--- Yang harus dikerjakan ---
Ketik ulang bagian teks tentang sejarah pers di bawah ini tanpa mengubah apa pun, mulai dari "Setelah peristiwa berdarah" sampai ke "pada waktu itu.".

--- Teks yang diberikan ---
____________

Pada masa akhir orde lama, muncul pers yang mendukung dan memperjuangkan kemerdekaan Indonesia dan kemudian muncul pers parti politik, yaitu pers yang menjadi corong ideologi partai tersebut dan dibiayai oleh partai yang bersangkutan. Namun pers partai politik tidak bisa bertahan lama, kerana pemerintahan orde baru menerapkan demokrasi terpimpin. Pers pada masa itu harus mengikuti sistem politik yang ditetapkan oleh pemerintah. Tetapi banyak sekali terjadi pergolakan-pergolakan dikalangan pers, pers tidak mau mengikiti aturan-aturan pemerintah karena hal tersebut mnyebabkan pembunuhan karakter dan ketidak bebasan pers dalam mengembangkan ideologinya.

Banyak terjadi pembredelan-pembredelan yang dilakukan pemerintah karena tidak pemgikuti peraturan pemerintah pada saan itu, pers dianggap melawan garis politik pada masa itu yaitu NASAKOM (Nasionalis, Agamis, Komunis). Pemerintah juga memenjarakan tokoh-tokoh pers dan politik yang melawan garis politik yang dianut oleh pemerintah.

Setelah peristiwa berdarah G 30 S PKI, pers mengalami penurunan kuantitas penerbitan. Hal tersebut dikerenakan kebijakan pemerintah dalam membatasi ruang gerak pers dengan mewajibkan pers meiliki SIT (surat Izin terbit) dan SIC (Surat Izin Cetak) yang dikeluarkan oleh pemerntah.

Pada saat jatuhnya orde lama dan digantikan oleh rezim orde baru, industri pers lebih berkonsentrasi dengan pemulihan keadaan negara baik dari segi ekonomi, sosial dan budaya. Pada awal orde baru, sarat dengan muatan represif, tidak ada lagi pers bebas, pers mendapat tekanan dari segala penjuru. Untuk dikuasai oleh Negara, wartawan bisa dibeli serta pers dibredel sewaktu-waktu apabila menyimpang atau tidak sesuai dengan apa-apa yang diperintahkan oleh pemerintah pada waktu itu.

____________

--- Baris data ---
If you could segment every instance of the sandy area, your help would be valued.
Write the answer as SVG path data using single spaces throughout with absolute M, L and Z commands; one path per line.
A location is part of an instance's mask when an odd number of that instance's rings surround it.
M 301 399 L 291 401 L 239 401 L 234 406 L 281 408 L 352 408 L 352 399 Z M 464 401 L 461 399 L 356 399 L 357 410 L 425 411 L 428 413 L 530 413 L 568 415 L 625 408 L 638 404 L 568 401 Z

____________

--- Jawaban yang diharapkan ---
Setelah peristiwa berdarah G 30 S PKI, pers mengalami penurunan kuantitas penerbitan. Hal tersebut dikerenakan kebijakan pemerintah dalam membatasi ruang gerak pers dengan mewajibkan pers meiliki SIT (surat Izin terbit) dan SIC (Surat Izin Cetak) yang dikeluarkan oleh pemerntah.

Pada saat jatuhnya orde lama dan digantikan oleh rezim orde baru, industri pers lebih berkonsentrasi dengan pemulihan keadaan negara baik dari segi ekonomi, sosial dan budaya. Pada awal orde baru, sarat dengan muatan represif, tidak ada lagi pers bebas, pers mendapat tekanan dari segala penjuru. Untuk dikuasai oleh Negara, wartawan bisa dibeli serta pers dibredel sewaktu-waktu apabila menyimpang atau tidak sesuai dengan apa-apa yang diperintahkan oleh pemerintah pada waktu itu.